→ **Short problem**
Please return each line of the items below that contains the word "abdomen". Case counts, so only matches with the same capitalization qualify.

START Data

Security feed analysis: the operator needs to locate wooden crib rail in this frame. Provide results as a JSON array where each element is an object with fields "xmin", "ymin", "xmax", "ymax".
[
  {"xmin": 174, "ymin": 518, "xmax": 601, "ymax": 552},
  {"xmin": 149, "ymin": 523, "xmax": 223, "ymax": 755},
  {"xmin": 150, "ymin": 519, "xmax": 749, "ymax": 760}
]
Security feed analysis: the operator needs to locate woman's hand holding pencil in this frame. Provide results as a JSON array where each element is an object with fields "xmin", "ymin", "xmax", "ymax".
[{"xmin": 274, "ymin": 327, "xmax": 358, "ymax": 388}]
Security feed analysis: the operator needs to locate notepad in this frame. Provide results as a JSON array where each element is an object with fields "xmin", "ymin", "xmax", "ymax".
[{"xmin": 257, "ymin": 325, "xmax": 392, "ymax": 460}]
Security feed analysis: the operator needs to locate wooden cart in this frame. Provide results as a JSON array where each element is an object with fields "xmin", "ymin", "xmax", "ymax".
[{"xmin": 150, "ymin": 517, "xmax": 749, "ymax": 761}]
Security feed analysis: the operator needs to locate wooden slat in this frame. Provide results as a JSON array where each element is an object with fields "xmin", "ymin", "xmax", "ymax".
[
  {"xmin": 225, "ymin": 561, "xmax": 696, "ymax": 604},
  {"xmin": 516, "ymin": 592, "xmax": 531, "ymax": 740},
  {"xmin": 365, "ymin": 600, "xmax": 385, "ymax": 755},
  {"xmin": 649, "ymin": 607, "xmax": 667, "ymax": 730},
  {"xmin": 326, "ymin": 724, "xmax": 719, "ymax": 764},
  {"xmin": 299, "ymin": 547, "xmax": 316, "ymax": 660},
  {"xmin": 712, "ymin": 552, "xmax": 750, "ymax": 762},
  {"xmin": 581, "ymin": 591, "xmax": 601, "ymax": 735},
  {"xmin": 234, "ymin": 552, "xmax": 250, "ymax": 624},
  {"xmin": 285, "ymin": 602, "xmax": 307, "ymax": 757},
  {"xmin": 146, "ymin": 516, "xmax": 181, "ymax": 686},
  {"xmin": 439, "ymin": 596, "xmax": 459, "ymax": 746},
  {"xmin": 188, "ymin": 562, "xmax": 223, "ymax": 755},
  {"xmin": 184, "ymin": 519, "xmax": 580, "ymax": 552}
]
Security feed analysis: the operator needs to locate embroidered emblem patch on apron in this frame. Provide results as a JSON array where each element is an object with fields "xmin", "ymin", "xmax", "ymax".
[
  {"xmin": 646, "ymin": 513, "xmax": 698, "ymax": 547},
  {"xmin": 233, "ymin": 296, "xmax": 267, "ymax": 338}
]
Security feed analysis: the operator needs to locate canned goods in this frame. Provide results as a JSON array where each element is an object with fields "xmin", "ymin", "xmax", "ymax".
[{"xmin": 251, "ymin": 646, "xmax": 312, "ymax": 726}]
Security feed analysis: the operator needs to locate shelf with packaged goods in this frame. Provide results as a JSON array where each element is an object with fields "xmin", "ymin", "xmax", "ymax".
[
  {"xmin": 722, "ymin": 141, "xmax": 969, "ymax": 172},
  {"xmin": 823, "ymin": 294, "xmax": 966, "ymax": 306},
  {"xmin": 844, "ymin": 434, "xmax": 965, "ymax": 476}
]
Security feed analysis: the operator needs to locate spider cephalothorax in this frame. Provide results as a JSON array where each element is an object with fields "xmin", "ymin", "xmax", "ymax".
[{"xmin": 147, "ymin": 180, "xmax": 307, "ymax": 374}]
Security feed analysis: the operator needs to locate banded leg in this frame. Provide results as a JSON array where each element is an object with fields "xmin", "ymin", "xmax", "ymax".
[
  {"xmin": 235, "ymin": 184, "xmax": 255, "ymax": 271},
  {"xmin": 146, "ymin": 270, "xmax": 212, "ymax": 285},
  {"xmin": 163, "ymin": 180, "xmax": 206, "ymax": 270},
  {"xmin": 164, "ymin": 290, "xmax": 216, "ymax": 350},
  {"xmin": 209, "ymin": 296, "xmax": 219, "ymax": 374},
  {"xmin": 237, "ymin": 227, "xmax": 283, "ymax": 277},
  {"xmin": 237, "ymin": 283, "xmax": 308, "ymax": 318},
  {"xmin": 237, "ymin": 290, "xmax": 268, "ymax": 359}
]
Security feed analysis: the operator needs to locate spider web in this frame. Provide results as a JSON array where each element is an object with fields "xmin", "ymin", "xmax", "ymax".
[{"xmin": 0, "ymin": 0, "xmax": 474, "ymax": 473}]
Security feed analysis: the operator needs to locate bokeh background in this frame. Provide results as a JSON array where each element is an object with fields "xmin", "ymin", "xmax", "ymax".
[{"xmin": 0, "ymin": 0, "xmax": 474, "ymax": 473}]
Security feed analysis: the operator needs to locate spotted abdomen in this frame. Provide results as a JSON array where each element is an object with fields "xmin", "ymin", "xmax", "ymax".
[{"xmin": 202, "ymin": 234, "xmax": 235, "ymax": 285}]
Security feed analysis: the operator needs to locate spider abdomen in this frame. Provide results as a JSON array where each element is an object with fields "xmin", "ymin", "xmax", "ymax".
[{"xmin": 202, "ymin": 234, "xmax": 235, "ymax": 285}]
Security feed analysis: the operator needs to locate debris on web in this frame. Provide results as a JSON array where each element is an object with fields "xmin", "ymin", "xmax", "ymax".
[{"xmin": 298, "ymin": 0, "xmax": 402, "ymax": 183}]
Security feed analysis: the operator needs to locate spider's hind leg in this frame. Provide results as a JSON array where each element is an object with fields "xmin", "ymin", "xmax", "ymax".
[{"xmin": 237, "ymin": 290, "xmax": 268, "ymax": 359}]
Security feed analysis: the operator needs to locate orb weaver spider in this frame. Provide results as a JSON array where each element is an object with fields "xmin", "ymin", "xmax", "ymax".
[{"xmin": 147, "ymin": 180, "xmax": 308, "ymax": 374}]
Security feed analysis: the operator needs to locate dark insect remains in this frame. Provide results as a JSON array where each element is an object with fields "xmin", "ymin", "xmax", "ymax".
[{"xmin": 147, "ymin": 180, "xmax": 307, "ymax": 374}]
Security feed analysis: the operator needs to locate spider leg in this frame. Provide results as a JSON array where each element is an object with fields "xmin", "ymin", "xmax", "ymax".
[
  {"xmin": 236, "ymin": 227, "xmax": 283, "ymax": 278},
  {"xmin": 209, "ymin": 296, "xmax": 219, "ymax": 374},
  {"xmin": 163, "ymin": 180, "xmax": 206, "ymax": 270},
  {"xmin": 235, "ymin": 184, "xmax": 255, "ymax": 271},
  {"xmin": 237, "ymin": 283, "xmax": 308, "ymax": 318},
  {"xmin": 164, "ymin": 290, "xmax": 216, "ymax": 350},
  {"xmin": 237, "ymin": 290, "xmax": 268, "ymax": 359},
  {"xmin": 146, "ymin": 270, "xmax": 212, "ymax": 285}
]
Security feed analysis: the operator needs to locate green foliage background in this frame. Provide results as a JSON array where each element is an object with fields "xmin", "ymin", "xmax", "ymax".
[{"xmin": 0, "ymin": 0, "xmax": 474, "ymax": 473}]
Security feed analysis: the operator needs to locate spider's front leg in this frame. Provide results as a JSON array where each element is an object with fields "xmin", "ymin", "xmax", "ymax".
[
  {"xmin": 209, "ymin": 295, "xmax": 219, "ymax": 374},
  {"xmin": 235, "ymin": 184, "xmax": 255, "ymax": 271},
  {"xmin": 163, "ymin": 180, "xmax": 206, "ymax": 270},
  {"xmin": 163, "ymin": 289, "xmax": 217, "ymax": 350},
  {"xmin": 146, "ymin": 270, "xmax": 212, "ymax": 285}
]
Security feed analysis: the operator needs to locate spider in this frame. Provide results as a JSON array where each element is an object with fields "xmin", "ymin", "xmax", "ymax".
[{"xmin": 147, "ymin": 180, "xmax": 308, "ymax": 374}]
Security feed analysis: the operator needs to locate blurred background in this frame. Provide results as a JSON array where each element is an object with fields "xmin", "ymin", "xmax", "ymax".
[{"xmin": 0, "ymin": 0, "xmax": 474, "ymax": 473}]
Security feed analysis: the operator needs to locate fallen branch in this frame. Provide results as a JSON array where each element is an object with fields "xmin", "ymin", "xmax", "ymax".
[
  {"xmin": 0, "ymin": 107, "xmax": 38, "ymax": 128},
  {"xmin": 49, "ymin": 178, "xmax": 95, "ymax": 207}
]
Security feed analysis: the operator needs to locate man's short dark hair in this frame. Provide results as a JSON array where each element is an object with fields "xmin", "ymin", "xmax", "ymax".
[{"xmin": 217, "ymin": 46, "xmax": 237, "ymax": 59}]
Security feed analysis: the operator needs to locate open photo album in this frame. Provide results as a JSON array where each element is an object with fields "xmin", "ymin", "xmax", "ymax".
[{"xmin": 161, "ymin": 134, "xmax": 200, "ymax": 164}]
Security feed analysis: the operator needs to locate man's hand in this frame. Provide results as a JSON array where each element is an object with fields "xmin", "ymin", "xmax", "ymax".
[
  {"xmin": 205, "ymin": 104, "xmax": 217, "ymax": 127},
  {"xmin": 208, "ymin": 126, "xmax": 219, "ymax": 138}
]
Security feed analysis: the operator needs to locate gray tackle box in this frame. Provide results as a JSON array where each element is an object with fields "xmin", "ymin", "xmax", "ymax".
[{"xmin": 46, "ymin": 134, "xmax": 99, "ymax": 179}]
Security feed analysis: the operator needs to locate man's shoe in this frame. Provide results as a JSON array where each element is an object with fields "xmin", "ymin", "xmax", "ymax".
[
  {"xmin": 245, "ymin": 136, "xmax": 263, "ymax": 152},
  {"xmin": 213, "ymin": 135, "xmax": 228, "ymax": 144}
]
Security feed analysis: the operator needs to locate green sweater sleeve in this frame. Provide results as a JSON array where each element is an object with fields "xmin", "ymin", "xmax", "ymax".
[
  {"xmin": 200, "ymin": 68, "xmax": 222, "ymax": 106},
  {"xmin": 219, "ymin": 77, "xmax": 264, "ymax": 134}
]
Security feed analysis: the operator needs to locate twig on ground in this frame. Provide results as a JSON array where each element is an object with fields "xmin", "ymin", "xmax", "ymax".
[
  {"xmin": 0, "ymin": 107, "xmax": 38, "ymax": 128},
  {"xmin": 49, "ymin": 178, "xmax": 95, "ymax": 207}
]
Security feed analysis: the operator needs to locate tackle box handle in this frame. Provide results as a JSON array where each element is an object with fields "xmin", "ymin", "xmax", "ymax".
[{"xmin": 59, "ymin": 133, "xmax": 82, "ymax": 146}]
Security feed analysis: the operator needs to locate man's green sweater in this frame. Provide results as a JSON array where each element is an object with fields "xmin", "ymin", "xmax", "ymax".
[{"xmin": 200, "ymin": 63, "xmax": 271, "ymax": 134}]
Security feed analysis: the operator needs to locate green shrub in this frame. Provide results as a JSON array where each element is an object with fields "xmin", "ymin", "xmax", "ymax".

END Data

→ **Correct output**
Security feed analysis: the operator needs to locate spotted abdomen in this frame. Provide results as a JSON array where each element is an object with fields "xmin", "ymin", "xmax", "ymax".
Security feed analysis: the operator needs to locate spider abdomen in this frame. Provide results as a JSON array where each element is an object with fields "xmin", "ymin", "xmax", "ymax".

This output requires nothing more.